- **WORK REQUEST**:
As soon as the line containing "Could you please point to the tall grass" appears, copy it and every following line word for word until the records end.

(Natural language region descriptions)
*** Begin section ***
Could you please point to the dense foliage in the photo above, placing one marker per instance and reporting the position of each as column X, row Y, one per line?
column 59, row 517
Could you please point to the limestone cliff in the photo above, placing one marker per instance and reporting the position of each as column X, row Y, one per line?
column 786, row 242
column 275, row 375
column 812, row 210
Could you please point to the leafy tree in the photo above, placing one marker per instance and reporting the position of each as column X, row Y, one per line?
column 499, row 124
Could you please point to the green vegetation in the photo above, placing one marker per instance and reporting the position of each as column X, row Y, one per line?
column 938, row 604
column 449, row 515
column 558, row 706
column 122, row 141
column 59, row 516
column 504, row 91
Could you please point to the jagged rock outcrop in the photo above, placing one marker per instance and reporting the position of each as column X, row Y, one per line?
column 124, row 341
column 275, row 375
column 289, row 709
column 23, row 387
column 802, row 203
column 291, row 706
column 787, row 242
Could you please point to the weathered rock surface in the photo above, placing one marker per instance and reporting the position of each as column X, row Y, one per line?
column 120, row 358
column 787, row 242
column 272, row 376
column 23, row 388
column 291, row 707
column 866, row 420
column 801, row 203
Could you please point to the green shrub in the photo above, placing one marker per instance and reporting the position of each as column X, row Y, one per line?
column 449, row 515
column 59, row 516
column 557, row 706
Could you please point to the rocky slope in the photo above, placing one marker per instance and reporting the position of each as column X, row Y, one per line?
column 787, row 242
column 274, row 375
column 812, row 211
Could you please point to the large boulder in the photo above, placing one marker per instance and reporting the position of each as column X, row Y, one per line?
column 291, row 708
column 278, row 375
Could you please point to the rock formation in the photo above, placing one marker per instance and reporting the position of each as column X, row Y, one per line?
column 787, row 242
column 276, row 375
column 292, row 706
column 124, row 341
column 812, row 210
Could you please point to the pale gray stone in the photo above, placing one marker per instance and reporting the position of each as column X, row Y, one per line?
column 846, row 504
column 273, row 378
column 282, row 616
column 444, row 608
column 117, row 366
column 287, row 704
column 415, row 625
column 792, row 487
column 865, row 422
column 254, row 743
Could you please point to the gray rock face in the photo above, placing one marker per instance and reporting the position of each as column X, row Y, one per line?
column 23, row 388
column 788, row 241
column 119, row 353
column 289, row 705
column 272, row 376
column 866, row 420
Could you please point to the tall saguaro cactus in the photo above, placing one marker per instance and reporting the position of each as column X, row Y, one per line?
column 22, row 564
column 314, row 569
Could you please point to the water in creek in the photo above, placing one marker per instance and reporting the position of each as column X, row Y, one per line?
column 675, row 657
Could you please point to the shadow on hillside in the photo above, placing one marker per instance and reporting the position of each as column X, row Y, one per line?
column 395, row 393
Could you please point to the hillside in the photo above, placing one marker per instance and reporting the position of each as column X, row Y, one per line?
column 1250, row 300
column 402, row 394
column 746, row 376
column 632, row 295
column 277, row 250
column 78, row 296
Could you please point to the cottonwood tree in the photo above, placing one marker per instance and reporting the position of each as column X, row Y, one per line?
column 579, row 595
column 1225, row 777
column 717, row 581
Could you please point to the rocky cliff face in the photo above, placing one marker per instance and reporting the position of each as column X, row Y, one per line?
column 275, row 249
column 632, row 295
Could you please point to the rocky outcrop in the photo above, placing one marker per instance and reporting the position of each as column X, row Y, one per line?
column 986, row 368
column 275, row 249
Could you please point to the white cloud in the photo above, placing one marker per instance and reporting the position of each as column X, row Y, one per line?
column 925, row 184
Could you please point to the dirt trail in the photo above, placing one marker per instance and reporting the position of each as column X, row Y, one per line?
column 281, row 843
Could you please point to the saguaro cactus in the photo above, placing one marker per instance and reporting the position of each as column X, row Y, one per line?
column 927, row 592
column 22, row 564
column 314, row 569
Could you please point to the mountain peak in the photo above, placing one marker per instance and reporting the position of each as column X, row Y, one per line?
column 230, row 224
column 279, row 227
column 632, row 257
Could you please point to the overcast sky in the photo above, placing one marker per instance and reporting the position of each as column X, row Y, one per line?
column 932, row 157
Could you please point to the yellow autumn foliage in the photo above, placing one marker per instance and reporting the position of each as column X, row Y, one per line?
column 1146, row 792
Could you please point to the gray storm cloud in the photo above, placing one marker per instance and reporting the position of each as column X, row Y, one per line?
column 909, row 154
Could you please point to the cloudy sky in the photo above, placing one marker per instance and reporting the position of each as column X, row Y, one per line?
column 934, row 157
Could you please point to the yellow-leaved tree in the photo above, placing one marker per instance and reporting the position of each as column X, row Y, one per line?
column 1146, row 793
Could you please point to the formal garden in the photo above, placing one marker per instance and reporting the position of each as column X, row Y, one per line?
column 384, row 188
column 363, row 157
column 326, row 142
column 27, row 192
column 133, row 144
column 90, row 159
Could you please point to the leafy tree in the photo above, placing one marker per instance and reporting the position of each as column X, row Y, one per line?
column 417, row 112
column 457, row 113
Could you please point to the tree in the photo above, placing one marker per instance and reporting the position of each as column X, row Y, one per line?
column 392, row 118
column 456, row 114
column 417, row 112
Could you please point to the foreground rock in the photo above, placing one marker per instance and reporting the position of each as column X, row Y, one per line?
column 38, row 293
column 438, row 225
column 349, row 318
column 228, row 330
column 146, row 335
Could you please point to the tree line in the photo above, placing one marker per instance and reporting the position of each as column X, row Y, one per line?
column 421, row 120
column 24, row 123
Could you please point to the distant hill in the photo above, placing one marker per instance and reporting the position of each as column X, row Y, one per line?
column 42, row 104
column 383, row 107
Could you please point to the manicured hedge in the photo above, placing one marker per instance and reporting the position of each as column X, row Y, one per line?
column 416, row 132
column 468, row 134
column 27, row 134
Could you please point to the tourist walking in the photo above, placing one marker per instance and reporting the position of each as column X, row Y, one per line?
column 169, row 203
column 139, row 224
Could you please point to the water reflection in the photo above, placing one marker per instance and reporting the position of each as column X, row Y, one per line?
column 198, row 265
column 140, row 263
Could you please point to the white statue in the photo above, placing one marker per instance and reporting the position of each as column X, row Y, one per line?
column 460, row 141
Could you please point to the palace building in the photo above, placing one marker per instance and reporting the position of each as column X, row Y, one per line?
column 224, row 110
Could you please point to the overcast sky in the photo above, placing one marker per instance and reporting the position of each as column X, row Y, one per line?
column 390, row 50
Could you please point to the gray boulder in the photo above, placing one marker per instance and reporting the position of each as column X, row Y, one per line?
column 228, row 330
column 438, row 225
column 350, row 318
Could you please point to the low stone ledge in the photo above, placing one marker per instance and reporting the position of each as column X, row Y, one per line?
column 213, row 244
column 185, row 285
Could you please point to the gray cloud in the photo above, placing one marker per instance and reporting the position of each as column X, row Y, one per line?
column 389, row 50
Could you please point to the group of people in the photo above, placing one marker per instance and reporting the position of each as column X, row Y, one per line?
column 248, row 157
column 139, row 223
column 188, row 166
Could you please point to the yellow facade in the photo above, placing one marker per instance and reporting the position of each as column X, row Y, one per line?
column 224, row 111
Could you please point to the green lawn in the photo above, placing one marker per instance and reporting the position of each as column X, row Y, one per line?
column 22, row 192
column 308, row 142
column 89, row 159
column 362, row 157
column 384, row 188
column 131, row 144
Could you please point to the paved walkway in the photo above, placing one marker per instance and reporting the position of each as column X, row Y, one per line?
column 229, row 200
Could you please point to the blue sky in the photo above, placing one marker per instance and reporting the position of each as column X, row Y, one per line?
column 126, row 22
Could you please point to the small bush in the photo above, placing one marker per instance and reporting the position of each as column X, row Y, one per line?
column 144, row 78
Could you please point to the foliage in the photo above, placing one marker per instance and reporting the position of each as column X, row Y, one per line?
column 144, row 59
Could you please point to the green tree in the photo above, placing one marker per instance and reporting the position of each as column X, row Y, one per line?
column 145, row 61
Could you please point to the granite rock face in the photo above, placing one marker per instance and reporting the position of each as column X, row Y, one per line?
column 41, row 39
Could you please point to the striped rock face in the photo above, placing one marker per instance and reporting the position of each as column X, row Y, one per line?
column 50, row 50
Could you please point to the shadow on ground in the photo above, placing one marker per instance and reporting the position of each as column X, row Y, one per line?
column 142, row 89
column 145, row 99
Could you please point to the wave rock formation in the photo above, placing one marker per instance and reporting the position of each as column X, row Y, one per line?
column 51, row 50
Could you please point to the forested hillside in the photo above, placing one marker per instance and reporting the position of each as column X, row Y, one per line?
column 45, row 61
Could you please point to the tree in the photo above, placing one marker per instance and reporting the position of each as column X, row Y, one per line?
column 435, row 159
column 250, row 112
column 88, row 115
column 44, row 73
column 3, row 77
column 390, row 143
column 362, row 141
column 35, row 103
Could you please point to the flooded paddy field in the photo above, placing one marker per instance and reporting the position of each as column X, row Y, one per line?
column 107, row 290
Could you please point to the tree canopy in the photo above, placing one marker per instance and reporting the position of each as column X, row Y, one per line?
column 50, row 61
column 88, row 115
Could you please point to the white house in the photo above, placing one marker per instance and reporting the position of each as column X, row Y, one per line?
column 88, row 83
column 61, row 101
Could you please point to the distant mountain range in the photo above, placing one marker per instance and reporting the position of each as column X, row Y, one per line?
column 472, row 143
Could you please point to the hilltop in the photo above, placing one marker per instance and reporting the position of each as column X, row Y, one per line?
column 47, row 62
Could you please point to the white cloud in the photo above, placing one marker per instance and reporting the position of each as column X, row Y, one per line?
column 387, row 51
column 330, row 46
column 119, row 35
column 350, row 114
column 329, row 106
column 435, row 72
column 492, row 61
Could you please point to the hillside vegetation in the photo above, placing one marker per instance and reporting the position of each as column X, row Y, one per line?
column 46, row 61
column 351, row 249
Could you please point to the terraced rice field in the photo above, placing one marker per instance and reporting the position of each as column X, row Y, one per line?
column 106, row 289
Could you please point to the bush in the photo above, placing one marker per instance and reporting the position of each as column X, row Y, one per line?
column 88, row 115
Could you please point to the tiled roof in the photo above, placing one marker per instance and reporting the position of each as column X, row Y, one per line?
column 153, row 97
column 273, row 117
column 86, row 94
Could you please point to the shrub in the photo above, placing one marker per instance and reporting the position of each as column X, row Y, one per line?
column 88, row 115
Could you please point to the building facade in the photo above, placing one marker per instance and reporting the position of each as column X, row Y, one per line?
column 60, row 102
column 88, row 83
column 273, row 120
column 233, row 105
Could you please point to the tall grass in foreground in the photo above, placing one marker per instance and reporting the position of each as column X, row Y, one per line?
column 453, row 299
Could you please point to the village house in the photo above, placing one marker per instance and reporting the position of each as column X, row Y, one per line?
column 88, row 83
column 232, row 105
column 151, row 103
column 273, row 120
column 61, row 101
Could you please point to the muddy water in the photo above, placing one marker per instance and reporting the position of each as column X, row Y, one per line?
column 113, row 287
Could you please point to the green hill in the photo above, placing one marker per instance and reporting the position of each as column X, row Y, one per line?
*** End section ***
- **YOUR SOLUTION**:
Could you please point to the tall grass in foreground in the photo above, placing one marker per instance and reporting the position of each as column X, row Y, one per line?
column 453, row 299
Could you please point to the village house in the photo above, placing one marker per instance and reporting the position of each as column X, row Y, one per line?
column 88, row 83
column 232, row 105
column 151, row 103
column 273, row 120
column 61, row 101
Could you please point to the muddy water in the photo above, placing one marker per instance and reporting the position of each as column X, row Y, one per line?
column 113, row 287
Could you please point to the green hill in the photo above, placing one marker per instance and reporting the position of each as column X, row Y, one per line?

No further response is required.